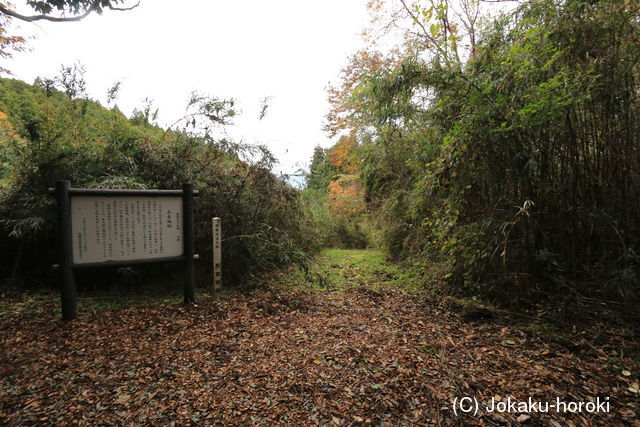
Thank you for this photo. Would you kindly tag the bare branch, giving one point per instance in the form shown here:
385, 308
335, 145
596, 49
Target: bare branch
32, 18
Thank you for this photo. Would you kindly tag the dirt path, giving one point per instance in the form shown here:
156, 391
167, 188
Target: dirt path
352, 356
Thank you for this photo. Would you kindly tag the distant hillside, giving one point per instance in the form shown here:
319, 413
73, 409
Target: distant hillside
45, 135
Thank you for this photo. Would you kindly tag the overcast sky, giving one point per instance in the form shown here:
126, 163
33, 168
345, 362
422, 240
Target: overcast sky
246, 49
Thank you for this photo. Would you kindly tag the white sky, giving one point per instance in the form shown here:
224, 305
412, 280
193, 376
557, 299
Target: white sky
246, 49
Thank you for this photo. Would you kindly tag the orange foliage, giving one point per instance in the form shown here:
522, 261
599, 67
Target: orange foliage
342, 155
345, 197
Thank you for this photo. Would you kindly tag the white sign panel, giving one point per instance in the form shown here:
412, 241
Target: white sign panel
125, 228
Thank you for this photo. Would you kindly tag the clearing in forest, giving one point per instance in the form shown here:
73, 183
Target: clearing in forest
360, 348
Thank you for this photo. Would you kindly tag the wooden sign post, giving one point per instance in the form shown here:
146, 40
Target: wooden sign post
101, 228
216, 233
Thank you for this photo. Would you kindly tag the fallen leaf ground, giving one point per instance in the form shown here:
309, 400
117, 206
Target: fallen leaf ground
353, 353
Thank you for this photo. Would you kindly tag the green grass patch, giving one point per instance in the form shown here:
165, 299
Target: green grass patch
343, 269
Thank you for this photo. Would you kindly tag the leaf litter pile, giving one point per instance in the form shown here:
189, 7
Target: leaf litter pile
361, 356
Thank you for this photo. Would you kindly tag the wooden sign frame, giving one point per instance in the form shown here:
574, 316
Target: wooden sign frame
64, 193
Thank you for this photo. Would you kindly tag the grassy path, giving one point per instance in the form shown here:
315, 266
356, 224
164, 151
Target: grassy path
363, 350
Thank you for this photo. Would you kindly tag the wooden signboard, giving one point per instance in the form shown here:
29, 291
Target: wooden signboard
123, 227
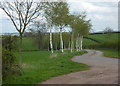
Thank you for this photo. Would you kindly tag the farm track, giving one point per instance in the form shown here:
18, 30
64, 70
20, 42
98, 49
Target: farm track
103, 70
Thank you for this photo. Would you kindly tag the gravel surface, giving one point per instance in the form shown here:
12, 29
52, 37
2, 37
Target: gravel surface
103, 70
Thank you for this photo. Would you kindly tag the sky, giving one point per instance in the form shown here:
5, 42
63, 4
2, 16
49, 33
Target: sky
103, 13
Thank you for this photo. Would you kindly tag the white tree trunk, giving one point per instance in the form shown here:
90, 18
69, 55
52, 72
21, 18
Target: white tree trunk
69, 45
56, 46
61, 40
77, 44
72, 46
81, 43
51, 45
72, 43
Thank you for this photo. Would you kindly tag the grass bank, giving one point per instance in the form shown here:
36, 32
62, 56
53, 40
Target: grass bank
110, 53
39, 66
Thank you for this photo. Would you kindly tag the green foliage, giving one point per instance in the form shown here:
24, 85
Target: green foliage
9, 42
57, 13
40, 66
111, 42
79, 25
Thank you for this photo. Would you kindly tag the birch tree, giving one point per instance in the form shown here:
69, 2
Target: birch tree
21, 13
83, 27
59, 18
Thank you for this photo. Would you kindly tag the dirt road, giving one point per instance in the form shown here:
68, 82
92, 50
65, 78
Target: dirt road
103, 70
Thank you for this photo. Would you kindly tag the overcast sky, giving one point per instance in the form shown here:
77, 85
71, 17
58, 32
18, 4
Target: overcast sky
103, 13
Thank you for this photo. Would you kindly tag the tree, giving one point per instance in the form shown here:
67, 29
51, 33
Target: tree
79, 27
21, 13
60, 17
39, 30
49, 15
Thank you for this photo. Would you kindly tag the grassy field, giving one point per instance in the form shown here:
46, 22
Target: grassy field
110, 53
39, 66
108, 43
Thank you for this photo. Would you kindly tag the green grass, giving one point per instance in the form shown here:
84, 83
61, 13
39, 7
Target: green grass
110, 53
104, 37
38, 66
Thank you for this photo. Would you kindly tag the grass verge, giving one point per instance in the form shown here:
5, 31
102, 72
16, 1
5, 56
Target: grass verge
38, 66
110, 53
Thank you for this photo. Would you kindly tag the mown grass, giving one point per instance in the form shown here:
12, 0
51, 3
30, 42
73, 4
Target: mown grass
110, 53
38, 66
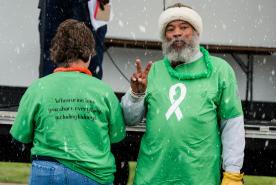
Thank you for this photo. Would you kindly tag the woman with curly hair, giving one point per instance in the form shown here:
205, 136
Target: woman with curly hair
70, 118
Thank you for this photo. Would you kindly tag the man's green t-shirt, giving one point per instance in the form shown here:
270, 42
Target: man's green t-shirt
73, 118
181, 145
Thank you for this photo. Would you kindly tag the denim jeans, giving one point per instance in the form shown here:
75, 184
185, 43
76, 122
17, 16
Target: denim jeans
54, 173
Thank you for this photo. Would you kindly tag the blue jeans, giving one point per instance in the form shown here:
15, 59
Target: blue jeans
54, 173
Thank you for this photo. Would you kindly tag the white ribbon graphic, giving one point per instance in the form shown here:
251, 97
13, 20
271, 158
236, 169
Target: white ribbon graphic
174, 108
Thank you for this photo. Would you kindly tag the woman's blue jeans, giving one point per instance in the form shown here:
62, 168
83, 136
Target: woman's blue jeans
54, 173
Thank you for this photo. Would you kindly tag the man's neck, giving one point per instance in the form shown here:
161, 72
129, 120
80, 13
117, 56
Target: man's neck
194, 58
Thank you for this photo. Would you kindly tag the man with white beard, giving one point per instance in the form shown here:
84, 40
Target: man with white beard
194, 116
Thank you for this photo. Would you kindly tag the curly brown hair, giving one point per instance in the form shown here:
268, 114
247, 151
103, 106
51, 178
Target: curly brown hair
73, 41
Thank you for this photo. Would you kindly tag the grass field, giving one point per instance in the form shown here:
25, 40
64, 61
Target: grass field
19, 173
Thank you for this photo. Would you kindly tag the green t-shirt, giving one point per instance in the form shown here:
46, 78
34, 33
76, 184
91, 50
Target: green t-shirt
74, 118
181, 145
◇ ◇ ◇ ◇ ◇ ◇ ◇
PROBLEM TO WORK ON » Exclude the pictures. Write out the remaining data exactly.

THE ANSWER »
Thank you for this photo. Would you kindly tag the bare branch, giving one point per instance in the form shown here:
385, 308
335, 145
596, 49
Target: bare branch
32, 18
Thank you for this photo. Would you kindly tag the dirt path, giving one point per instance in the form shown here:
156, 391
167, 188
Target: dirt path
352, 356
Thank you for this photo. Would you kindly tag the distant hillside, giving one point per instance in the form shown here:
319, 413
73, 409
Target: distant hillside
45, 135
Thank you for this photo. Would you kindly tag the overcast sky, giving one point per instance in the form shown here:
126, 163
33, 168
345, 362
422, 240
Target: overcast sky
246, 49
Thank you for this photo. Would you kindly tag the white sky, giving one point per instance in the form shown here:
224, 305
412, 280
193, 376
557, 299
Target: white sky
246, 49
Thank you for this photo. Would you kindly tag the orange foliage, giving one point per instance in the form shown here:
522, 261
599, 67
Target: orange foliage
342, 155
345, 197
Thank you for this photo. Would you kindly tag the white sign panel, giving one point per instance in the form shown here:
412, 241
Target: white sign panel
125, 228
Thank you for this photo. Would you kindly tag the clearing in forest, giving one point per instance in the form shown here:
73, 183
Target: clearing in forest
360, 348
Thank you for this photo. Would you kindly tag the wooden sign post, giving one point per instance in the form shown here:
146, 40
Target: wooden sign post
101, 228
216, 233
Thank you for this photo. Would you kindly tag the fallen leaf ground, giving one point per instance in the form shown here:
309, 400
117, 206
Target: fallen leaf ground
353, 353
Thank you for this photo. Would you kindly tag the green grass patch, giving one point per instance in the form shown here:
165, 299
Target: green grass patch
343, 269
Thank you for this photo. Would you kindly tag the leaf litter pile, giving one point per instance in the form shown here:
189, 7
Target: leaf litter pile
361, 356
Thank you for this photo. Would you kindly tag the wooden sign frame, giving one point per instance in the form shown here:
574, 316
Target: wooden sign frame
64, 193
Thank you for this photo. Would you kindly tag the grassy path, giving one point per instance in the form shown here:
315, 266
356, 224
164, 151
Target: grassy path
363, 350
Thank you for this photo. Would you kindly tag the wooden signboard, giving one point per instance in the form shown here:
29, 291
Target: wooden signboard
123, 227
Thank you for this photo. Would you kindly tag the farm track, giving one point per instance in the form shown here:
18, 30
64, 70
20, 42
98, 49
Target: farm track
103, 70
Thank you for this photo. Would you kindly tag the gravel surface, giving one point per instance in the form shown here:
12, 29
52, 37
2, 37
Target: gravel surface
103, 70
Thank you for this photo. Would you kindly tag the sky, giving one point per instance in the form shown here:
5, 42
63, 4
2, 16
49, 33
Target: sky
103, 13
Thank you for this photo. Would you kindly tag the white tree trunk, giving one point per instance in the form shown here:
90, 18
69, 55
52, 72
21, 18
Target: white tree trunk
69, 45
56, 46
61, 40
77, 44
72, 46
81, 43
51, 45
72, 43
Thank you for this photo. Would you kindly tag the grass bank, giving one point per instance in the form shown here:
36, 32
62, 56
53, 40
Target: grass bank
110, 53
39, 66
Thank you for this photo. Would you kindly tag the green foliage, giving one point per instance in the form shown here:
24, 85
Target: green foliage
9, 42
57, 13
40, 66
111, 42
79, 25
Thank you for this photo. Would you kindly tag the birch tree, giving one point per instance in the form shown here:
69, 2
Target: birch tree
21, 13
83, 27
59, 18
Thank you for this photo. Would you kindly tag the dirt road, giving one point per instance in the form shown here:
68, 82
92, 50
65, 78
Target: dirt road
103, 70
Thank you for this photo. Would you kindly tag the overcast sky, giving one point per instance in the form shown here:
77, 85
71, 17
58, 32
18, 4
Target: overcast sky
103, 13
Thank you for this photo. Would you kindly tag the tree, giving one point per instance in the form shown here:
67, 29
51, 33
Target: tree
79, 27
21, 13
60, 17
39, 30
49, 15
Thank you for this photo. Would you kindly tag the grassy field, giving one point per instance in the form shown here:
46, 22
Target: grassy field
110, 53
39, 66
108, 43
Thank you for this photo. Would you kindly tag the green grass, giving one point per instance in the form shown here:
84, 83
61, 13
39, 7
Target: green grass
110, 53
104, 37
38, 66
Thank you for this photo. Would you kindly tag the grass verge, giving one point per instance in the form shown here:
5, 31
102, 72
16, 1
5, 56
Target: grass verge
38, 66
110, 53
Thank you for this photo. Would you kindly tag the mown grass, giving one point per instance in the form shown here:
12, 0
51, 3
30, 42
73, 4
Target: mown grass
110, 53
38, 66
Thank you for this photo. Would you kindly tag the woman with curly hair, giving one point per instance in the form shown here:
205, 136
Target: woman with curly hair
70, 118
Thank you for this photo. Would you kindly tag the man's green t-shirt, giving one point per instance in the form shown here:
270, 42
Target: man's green t-shirt
73, 118
181, 145
Thank you for this photo. Would you kindly tag the denim jeans, giving one point per instance in the form shown here:
75, 184
185, 43
76, 122
17, 16
Target: denim jeans
54, 173
Thank you for this photo. Would you kindly tag the blue jeans, giving one point per instance in the form shown here:
15, 59
Target: blue jeans
54, 173
Thank you for this photo. Would you kindly tag the white ribbon graphic, giving one point per instance in the form shown here:
251, 97
13, 20
271, 158
236, 169
Target: white ribbon graphic
174, 108
Thank you for this photo. Would you kindly tag the woman's blue jeans, giving one point per instance in the form shown here:
62, 168
83, 136
Target: woman's blue jeans
54, 173
Thank you for this photo. Would you kindly tag the man's neck, giving one point per instance in the form shown here:
161, 72
129, 120
80, 13
117, 56
Target: man's neck
194, 58
Thank you for this photo. Would you kindly tag the man with white beard, giving one point per instance in the form shown here:
84, 40
Target: man with white beard
194, 116
Thank you for this photo. Would you kindly tag the curly brown hair, giving one point per instance in the form shown here:
268, 114
247, 151
103, 106
51, 178
Target: curly brown hair
73, 41
Thank you for this photo. Would you kindly tag the grass field, giving one point per instance in the form shown here:
25, 40
64, 61
Target: grass field
19, 173
Thank you for this photo. Would you kindly tag the green t-shirt, giving one point per instance in the form shown here:
46, 78
34, 33
76, 184
91, 50
Target: green t-shirt
74, 118
181, 145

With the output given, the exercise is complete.